TEXT SHOWN =>

################

CHEAH Kok Wai (謝國偉 )
Department of Physics
Hong Kong Baptist University
1. Displays of the Future
2. Basic Principles of Flat Panel Display
3. Liquid Crystal Display
4. Organic LED Display
5. Science & Science Fiction
Flat Panel Display (FPD) refers to display units that do
not have a bulky project unit at the back of the
display unit.
Bulky display unit is the old television (TV) that was
being used from the 1950s to turn of 21st century.
FPD is thin and light in comparison to the old TV.
This new form factor means can be large (more than
100 inch now).
It is now used not only for TV, but used in information
display, PC monitor and most critical in mobile
communicators/platforms e.g. notebook, mobile
phone and tablet.
1950 Television
1990 Television
Thin FPD
Dynamic display from 1950s to end of 20th century is represented by
television, and there is only one television technology - cathode ray tube.
In cathode ray tube, electron beam is generated which sweeps a phosphor
screen rapidly (faster than your eyes refreshing rate) to give an image.
However, the electron beam requires a large travelling distance, so as the
size of the screen increases, the TV gets bigger and heavier.

################

DIRECTIVE A => Transcribe the flat panel display text, everything from "It is now used" down to "phone and tablet.".
DIRECTIVE B =>
Answer these questions about the flat panel display text:
(i) Which university is the Department of Physics part of?
(ii) How large can a flat panel display be now?
(iii) What was the only television technology from the 1950s to the end of the 20th century?
DIRECTIVE C => Pick up the flat panel display text where it stops and keep writing.

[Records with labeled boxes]
################

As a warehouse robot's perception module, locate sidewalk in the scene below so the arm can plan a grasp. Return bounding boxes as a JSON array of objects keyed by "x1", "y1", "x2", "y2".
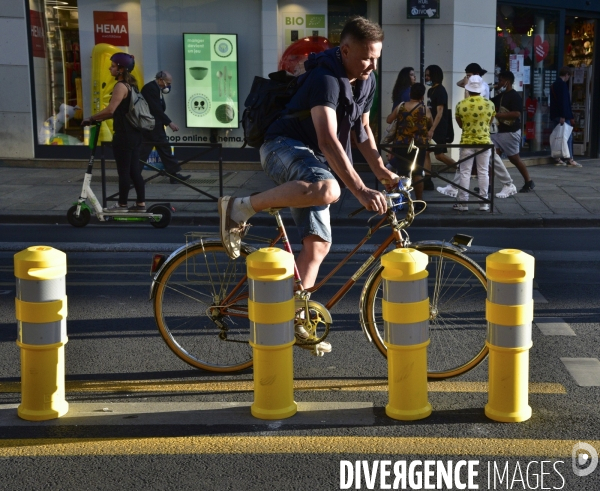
[{"x1": 0, "y1": 159, "x2": 600, "y2": 228}]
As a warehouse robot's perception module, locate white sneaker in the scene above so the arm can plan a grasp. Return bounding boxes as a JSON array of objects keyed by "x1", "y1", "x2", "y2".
[
  {"x1": 436, "y1": 184, "x2": 458, "y2": 198},
  {"x1": 496, "y1": 182, "x2": 517, "y2": 198}
]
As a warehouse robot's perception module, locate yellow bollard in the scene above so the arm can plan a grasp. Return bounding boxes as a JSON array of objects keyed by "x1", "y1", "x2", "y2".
[
  {"x1": 246, "y1": 247, "x2": 297, "y2": 419},
  {"x1": 485, "y1": 249, "x2": 535, "y2": 423},
  {"x1": 14, "y1": 246, "x2": 69, "y2": 421},
  {"x1": 381, "y1": 249, "x2": 431, "y2": 421}
]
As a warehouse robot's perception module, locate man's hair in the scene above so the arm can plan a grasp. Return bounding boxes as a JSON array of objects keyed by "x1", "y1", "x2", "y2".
[
  {"x1": 340, "y1": 15, "x2": 383, "y2": 44},
  {"x1": 498, "y1": 70, "x2": 515, "y2": 85},
  {"x1": 425, "y1": 65, "x2": 444, "y2": 84},
  {"x1": 410, "y1": 82, "x2": 425, "y2": 101}
]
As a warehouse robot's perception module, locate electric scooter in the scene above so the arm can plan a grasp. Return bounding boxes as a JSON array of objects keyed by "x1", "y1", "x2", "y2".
[{"x1": 67, "y1": 122, "x2": 174, "y2": 228}]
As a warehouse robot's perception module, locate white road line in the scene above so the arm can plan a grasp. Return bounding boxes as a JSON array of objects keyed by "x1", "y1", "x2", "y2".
[
  {"x1": 533, "y1": 317, "x2": 576, "y2": 336},
  {"x1": 560, "y1": 358, "x2": 600, "y2": 387}
]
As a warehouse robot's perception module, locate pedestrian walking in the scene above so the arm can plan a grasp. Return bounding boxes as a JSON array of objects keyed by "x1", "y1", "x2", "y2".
[
  {"x1": 392, "y1": 66, "x2": 417, "y2": 111},
  {"x1": 388, "y1": 83, "x2": 433, "y2": 204},
  {"x1": 491, "y1": 70, "x2": 535, "y2": 194},
  {"x1": 81, "y1": 53, "x2": 146, "y2": 213},
  {"x1": 436, "y1": 63, "x2": 520, "y2": 198},
  {"x1": 550, "y1": 67, "x2": 581, "y2": 167},
  {"x1": 453, "y1": 75, "x2": 496, "y2": 211},
  {"x1": 424, "y1": 65, "x2": 456, "y2": 191},
  {"x1": 142, "y1": 70, "x2": 191, "y2": 184}
]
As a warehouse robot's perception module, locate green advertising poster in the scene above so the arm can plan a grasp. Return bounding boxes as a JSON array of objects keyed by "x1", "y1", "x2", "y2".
[{"x1": 183, "y1": 33, "x2": 240, "y2": 128}]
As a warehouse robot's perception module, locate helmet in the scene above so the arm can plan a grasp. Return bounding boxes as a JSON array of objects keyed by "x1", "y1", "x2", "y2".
[{"x1": 110, "y1": 53, "x2": 135, "y2": 72}]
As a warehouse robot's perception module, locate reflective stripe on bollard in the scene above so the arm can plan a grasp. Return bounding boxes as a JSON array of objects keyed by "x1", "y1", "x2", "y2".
[
  {"x1": 485, "y1": 249, "x2": 535, "y2": 423},
  {"x1": 246, "y1": 247, "x2": 297, "y2": 419},
  {"x1": 381, "y1": 248, "x2": 431, "y2": 421},
  {"x1": 14, "y1": 246, "x2": 69, "y2": 421}
]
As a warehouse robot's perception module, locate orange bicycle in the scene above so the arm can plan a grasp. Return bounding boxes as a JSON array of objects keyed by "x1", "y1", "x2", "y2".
[{"x1": 150, "y1": 178, "x2": 487, "y2": 379}]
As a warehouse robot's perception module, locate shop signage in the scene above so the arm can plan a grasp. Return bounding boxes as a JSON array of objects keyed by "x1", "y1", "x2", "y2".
[
  {"x1": 183, "y1": 33, "x2": 241, "y2": 128},
  {"x1": 29, "y1": 10, "x2": 46, "y2": 58},
  {"x1": 94, "y1": 10, "x2": 129, "y2": 46},
  {"x1": 406, "y1": 0, "x2": 440, "y2": 19}
]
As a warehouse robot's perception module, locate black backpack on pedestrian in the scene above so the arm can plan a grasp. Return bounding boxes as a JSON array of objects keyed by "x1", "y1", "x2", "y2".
[{"x1": 242, "y1": 70, "x2": 310, "y2": 148}]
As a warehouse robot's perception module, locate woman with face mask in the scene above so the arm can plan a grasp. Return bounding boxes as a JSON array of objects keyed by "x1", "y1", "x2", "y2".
[{"x1": 424, "y1": 65, "x2": 455, "y2": 191}]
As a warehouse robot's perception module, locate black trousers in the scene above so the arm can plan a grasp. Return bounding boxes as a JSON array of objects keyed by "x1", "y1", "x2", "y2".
[
  {"x1": 140, "y1": 125, "x2": 181, "y2": 174},
  {"x1": 112, "y1": 132, "x2": 146, "y2": 205}
]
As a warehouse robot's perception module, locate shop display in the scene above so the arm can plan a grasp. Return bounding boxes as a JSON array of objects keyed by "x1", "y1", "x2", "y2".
[{"x1": 183, "y1": 34, "x2": 239, "y2": 128}]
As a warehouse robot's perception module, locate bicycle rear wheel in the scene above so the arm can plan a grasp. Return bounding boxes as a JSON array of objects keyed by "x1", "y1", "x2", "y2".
[
  {"x1": 153, "y1": 240, "x2": 252, "y2": 372},
  {"x1": 360, "y1": 244, "x2": 488, "y2": 379}
]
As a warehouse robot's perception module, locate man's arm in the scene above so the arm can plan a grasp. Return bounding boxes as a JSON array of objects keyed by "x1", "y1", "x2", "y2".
[
  {"x1": 356, "y1": 113, "x2": 398, "y2": 188},
  {"x1": 310, "y1": 106, "x2": 387, "y2": 213}
]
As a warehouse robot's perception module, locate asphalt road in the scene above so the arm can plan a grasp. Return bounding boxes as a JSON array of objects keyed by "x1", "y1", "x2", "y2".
[{"x1": 0, "y1": 225, "x2": 600, "y2": 490}]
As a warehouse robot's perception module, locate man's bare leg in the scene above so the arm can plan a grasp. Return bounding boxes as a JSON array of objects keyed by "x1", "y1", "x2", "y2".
[
  {"x1": 296, "y1": 235, "x2": 331, "y2": 288},
  {"x1": 250, "y1": 179, "x2": 341, "y2": 213}
]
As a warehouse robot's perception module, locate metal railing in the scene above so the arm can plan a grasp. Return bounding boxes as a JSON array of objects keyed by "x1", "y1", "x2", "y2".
[{"x1": 379, "y1": 143, "x2": 495, "y2": 213}]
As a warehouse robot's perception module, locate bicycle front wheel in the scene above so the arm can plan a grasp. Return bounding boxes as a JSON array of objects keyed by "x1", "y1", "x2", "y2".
[
  {"x1": 153, "y1": 240, "x2": 252, "y2": 372},
  {"x1": 360, "y1": 244, "x2": 488, "y2": 379}
]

################

FINAL RESULT A =>
It is now used not only for TV, but used in information
display, PC monitor and most critical in mobile
communicators/platforms e.g. notebook, mobile
phone and tablet.

FINAL RESULT B =>
(i) Hong Kong Baptist University
(ii) More than 100 inch
(iii) Cathode ray tube

FINAL RESULT C =>
Displaying information is an important way to let other
people to know what you are doing
An example is advertising what you are selling in your
shop; what types of goods, their prices etc.
However, at the moment most displays for this purpose
are static.
Dynamic display and interactive display allows a person
greater access on selective information.
Dynamic display is also more attractive.
With transparent display and flexible display or both, the future
display form factors can be in many forms.
There are several Software and Hardware companies put forward
their ideas of future communication.
We will show two examples:
Microsoft shows how information can be shared and notice the
smart table, electronic newspaper (Harry Potter style) and NFC file
transfer.
Corning (they make glasses e.g. gorilla glass) shows display mirror,
augmented reality, lighting control and giant outdoor transparent
display.
In Microsoft’s view on communication, mobile and desktop
systems share files with seamless data transfer.
Large transparent displays are everywhere and linked to cloud
system making some tasks very smooth and fast e.g. instant
translation and animation.
Smart working desk/table, with Near Field Contact (NFC) for easy
file sharing and transfer.
Near Field Contact (NFC) is already being used.
Will it emerge as something similar that Microsoft envision?
Newspaper that looks similar to that of today is in fact electronic
newspaper (where is the battery?)
Corning being glass manufacturer focuses on how new
types of glass can fit into the future communication.
Architectural display glass can be installed everywhere
(bedroom, sitting, kitchen, offices…)
Theme transfer and not just data transfer and is not just
NFC.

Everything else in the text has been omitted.